+++ DATA SUPPLIED
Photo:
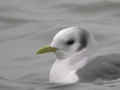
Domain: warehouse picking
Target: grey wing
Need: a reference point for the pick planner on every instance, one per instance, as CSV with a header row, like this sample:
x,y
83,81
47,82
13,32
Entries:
x,y
102,67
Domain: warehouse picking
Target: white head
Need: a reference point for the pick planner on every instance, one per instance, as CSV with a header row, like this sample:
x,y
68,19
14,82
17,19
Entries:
x,y
68,42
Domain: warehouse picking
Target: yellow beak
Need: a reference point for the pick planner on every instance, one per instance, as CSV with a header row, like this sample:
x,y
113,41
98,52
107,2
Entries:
x,y
46,49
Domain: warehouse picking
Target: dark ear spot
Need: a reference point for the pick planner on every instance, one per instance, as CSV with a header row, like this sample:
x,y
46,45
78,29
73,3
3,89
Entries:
x,y
84,36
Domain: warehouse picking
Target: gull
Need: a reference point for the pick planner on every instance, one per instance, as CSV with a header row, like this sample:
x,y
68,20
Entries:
x,y
80,58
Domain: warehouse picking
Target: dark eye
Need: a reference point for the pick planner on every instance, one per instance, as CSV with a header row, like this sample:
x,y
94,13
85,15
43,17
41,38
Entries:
x,y
70,42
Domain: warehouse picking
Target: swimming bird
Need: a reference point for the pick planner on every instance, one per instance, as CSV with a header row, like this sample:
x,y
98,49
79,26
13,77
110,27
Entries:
x,y
80,58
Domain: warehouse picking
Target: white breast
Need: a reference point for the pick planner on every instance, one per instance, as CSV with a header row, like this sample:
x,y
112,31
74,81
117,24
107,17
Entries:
x,y
62,73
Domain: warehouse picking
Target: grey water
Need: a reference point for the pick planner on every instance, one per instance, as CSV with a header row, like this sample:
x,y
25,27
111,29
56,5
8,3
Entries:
x,y
27,25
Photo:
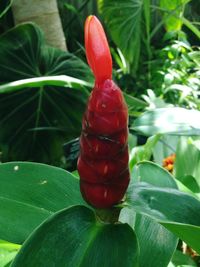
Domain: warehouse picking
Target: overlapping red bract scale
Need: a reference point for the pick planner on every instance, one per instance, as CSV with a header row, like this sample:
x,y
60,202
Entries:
x,y
103,160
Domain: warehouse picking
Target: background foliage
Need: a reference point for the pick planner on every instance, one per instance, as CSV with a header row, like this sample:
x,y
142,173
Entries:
x,y
43,94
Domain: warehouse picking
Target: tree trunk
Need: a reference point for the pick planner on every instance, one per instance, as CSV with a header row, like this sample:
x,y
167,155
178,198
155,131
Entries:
x,y
45,14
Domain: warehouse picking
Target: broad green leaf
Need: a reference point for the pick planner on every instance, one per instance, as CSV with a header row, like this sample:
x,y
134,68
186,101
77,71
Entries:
x,y
153,174
31,192
6,257
60,80
187,164
75,237
180,259
177,211
153,251
124,21
165,147
176,121
40,102
7,252
4,6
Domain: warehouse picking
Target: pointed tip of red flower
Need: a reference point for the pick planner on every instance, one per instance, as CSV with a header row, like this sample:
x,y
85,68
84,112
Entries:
x,y
97,49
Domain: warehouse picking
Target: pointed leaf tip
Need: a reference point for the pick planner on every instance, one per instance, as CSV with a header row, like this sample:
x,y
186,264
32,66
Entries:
x,y
97,49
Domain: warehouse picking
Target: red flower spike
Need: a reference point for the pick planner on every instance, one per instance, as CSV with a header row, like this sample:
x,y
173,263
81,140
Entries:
x,y
103,161
97,50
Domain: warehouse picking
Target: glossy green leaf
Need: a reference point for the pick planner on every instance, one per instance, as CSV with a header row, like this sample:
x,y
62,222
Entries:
x,y
75,237
30,101
60,80
180,259
173,11
153,251
153,174
165,147
29,193
7,252
176,121
177,211
4,6
123,19
133,102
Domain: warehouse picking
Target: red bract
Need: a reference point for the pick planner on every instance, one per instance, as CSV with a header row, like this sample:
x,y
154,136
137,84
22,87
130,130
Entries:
x,y
103,160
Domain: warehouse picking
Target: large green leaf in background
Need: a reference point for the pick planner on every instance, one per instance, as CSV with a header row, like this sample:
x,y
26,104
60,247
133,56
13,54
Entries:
x,y
176,121
29,193
4,6
157,244
123,19
35,122
75,237
173,11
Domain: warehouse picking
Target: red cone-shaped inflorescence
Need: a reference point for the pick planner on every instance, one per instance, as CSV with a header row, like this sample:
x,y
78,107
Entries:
x,y
103,160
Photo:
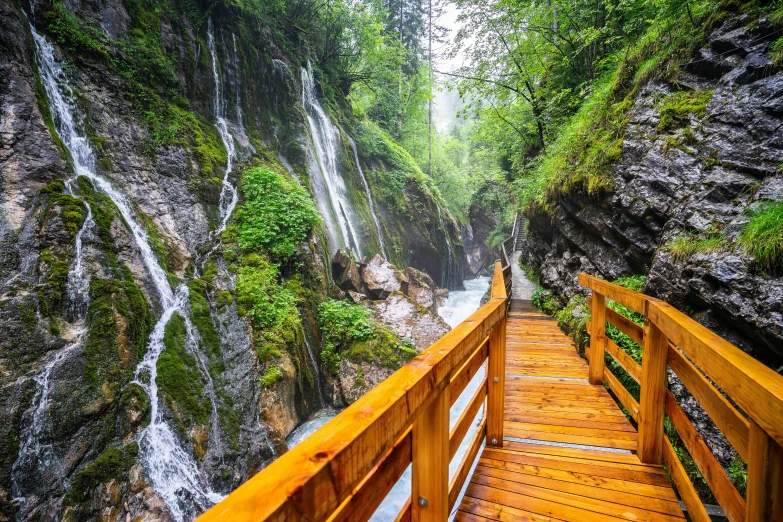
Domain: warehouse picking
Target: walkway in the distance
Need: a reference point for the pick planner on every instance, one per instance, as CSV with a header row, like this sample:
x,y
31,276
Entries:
x,y
568,449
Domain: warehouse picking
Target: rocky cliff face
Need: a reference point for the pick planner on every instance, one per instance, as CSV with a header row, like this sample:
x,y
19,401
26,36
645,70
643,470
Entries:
x,y
698,156
116,282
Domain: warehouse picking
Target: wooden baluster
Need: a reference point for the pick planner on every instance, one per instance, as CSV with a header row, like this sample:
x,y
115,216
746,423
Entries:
x,y
496,380
652,398
597,338
764,501
430,492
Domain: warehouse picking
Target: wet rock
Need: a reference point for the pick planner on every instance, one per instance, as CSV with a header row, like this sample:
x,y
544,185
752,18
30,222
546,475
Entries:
x,y
441,294
381,278
357,378
356,297
346,272
663,192
409,320
420,288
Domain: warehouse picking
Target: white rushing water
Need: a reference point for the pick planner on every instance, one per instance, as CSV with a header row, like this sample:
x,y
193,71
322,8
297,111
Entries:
x,y
459,306
173,472
228,193
448,272
315,372
369,199
311,426
331,193
78,283
33,454
462,303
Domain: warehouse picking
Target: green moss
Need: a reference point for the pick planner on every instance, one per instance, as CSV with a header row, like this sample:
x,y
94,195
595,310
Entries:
x,y
178,375
270,307
110,465
202,318
119,323
73,212
678,107
272,375
686,245
762,237
276,216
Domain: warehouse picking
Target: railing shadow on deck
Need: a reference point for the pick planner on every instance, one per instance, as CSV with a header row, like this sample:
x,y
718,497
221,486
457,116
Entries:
x,y
718,375
344,470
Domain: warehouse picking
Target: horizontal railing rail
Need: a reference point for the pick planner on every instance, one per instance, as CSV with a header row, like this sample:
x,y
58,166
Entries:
x,y
718,375
344,470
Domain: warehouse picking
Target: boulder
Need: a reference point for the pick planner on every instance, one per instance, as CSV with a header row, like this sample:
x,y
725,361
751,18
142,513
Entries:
x,y
408,320
441,294
346,272
381,278
420,288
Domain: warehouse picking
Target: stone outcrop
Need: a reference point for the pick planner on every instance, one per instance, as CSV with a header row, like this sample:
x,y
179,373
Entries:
x,y
381,278
697,178
403,303
478,256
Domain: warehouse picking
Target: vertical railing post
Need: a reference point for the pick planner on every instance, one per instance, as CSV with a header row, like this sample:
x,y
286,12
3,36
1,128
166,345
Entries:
x,y
430,491
597,338
655,351
764,502
496,367
496,377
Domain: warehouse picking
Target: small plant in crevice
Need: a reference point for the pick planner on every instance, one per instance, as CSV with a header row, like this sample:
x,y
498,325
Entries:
x,y
686,245
762,236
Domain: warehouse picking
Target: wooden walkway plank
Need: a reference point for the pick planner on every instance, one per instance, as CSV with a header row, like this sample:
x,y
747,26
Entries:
x,y
549,401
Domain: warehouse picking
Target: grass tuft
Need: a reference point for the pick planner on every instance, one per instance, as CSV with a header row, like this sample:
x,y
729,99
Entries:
x,y
762,237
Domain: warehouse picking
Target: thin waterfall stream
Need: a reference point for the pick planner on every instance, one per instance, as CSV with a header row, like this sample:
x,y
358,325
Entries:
x,y
228,193
173,472
369,198
448,272
328,185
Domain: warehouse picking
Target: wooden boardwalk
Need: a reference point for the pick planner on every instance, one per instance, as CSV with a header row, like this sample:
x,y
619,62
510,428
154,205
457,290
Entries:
x,y
591,472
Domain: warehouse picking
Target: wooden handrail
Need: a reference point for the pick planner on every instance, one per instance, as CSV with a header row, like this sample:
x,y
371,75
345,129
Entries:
x,y
709,367
344,470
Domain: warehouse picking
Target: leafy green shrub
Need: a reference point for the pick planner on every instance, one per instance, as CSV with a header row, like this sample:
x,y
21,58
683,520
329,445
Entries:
x,y
272,375
276,216
270,306
676,108
762,237
341,323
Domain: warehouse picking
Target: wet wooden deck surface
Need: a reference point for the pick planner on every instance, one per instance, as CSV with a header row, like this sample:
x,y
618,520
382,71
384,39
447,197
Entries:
x,y
549,400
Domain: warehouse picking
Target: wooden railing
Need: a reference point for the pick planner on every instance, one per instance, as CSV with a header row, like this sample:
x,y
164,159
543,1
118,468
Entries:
x,y
743,398
344,470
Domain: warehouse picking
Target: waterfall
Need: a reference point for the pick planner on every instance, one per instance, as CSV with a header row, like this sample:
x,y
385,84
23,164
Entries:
x,y
33,455
447,272
78,283
228,193
173,472
331,193
316,372
369,199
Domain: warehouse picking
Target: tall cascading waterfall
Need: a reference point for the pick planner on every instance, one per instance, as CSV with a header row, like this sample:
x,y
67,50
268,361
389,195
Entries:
x,y
448,272
369,199
228,193
316,372
331,193
173,472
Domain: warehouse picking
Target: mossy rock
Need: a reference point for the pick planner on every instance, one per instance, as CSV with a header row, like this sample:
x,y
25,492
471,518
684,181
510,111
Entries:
x,y
179,379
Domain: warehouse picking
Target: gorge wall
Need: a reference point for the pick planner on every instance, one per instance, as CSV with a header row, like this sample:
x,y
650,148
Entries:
x,y
701,154
152,357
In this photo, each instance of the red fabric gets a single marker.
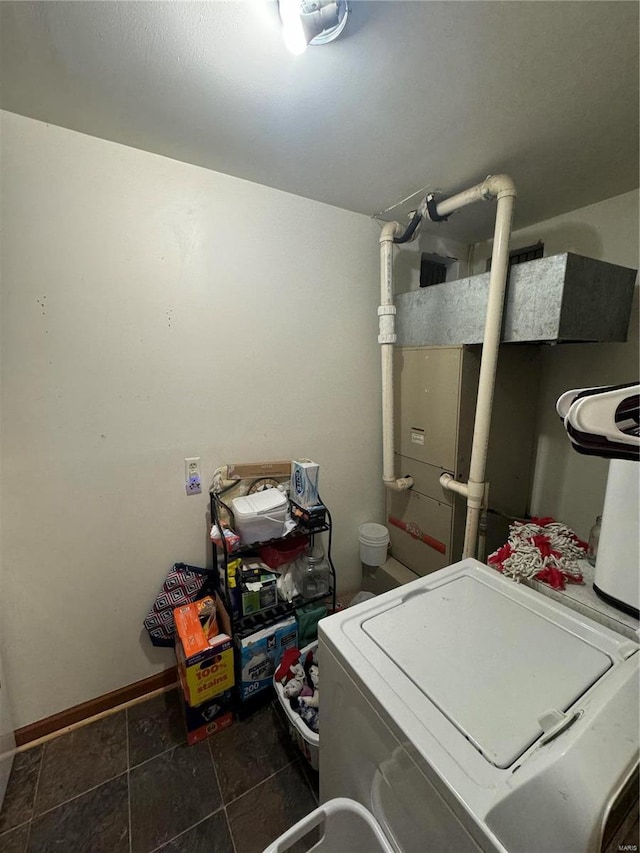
(289, 658)
(556, 578)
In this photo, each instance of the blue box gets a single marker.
(260, 654)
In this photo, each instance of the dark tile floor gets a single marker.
(130, 784)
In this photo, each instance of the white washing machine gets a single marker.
(469, 713)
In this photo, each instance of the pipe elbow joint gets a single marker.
(499, 186)
(475, 494)
(389, 231)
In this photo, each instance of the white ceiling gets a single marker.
(412, 94)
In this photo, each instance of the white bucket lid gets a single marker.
(373, 534)
(260, 503)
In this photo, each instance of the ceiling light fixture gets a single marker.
(311, 22)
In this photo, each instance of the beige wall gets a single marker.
(153, 310)
(566, 485)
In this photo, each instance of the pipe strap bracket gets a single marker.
(432, 209)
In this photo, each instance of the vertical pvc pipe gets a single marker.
(488, 364)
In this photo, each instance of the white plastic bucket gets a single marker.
(374, 541)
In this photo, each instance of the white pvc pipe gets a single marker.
(488, 364)
(386, 339)
(502, 188)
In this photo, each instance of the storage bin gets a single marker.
(261, 516)
(346, 826)
(307, 740)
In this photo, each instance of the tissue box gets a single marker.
(205, 665)
(304, 482)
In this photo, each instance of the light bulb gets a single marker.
(292, 30)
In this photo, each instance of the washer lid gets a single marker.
(491, 664)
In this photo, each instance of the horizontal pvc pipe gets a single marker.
(495, 186)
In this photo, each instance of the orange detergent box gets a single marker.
(204, 649)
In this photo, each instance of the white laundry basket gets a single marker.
(347, 828)
(307, 740)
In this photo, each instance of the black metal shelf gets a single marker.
(255, 546)
(226, 554)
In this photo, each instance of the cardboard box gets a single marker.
(212, 716)
(304, 482)
(260, 654)
(205, 665)
(259, 469)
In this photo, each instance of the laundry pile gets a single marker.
(300, 680)
(543, 549)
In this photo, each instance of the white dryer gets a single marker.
(470, 713)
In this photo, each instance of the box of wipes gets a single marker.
(304, 482)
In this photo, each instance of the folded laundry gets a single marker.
(301, 682)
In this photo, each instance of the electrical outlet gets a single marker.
(193, 483)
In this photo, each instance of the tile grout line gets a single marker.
(164, 751)
(233, 841)
(126, 722)
(266, 779)
(77, 796)
(224, 806)
(184, 831)
(35, 797)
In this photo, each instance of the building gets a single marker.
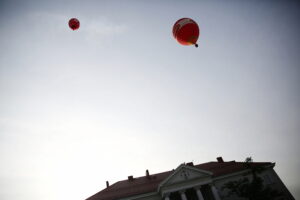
(191, 182)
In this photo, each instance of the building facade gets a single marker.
(192, 182)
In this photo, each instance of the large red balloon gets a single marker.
(74, 24)
(186, 31)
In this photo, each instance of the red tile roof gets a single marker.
(141, 185)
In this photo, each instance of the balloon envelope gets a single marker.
(74, 24)
(186, 31)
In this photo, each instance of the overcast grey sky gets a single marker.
(120, 95)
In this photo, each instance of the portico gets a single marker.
(189, 183)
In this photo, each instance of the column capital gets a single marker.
(181, 191)
(167, 194)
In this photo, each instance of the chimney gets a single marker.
(130, 178)
(220, 160)
(147, 174)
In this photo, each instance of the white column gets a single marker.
(215, 192)
(182, 194)
(199, 194)
(167, 197)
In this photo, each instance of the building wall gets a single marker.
(269, 176)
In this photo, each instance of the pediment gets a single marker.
(185, 173)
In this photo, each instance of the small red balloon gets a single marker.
(186, 31)
(74, 24)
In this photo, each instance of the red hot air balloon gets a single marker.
(74, 24)
(186, 31)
++++++
• DIRECTION:
Reproduce the entries verbatim, starting at the line that contains "In this photo, each instance of the large" and ending at the last line of the entries, with both ends included.

• CORRECT ANSWER:
In this photo, each instance of the large red balloon gets a single marker.
(74, 24)
(186, 31)
In this photo, each instance of the red tile roof gets a single marker.
(141, 185)
In this photo, each instance of the balloon envelope gets a single marker.
(74, 24)
(186, 31)
In this photo, each instance of the overcast grey sky gets a single marker.
(120, 95)
In this photo, each instance of the portico gets a single marker.
(189, 183)
In this photo, each instance of the column capital gets a single marker.
(181, 191)
(167, 194)
In this photo, each instance of the chimney gets a single marker.
(130, 178)
(220, 160)
(147, 174)
In this photo, each instance of the white column gets a single marker.
(215, 192)
(182, 194)
(199, 194)
(167, 197)
In this photo, each instance of the building wall gets a single marker.
(269, 176)
In this photo, each instance of the pediment gets a single marker.
(185, 173)
In this photo, each instance of the small red balloon gets a single marker.
(186, 31)
(74, 24)
In this photo, each instance of the red hot air balloon gets a single marker.
(74, 24)
(186, 31)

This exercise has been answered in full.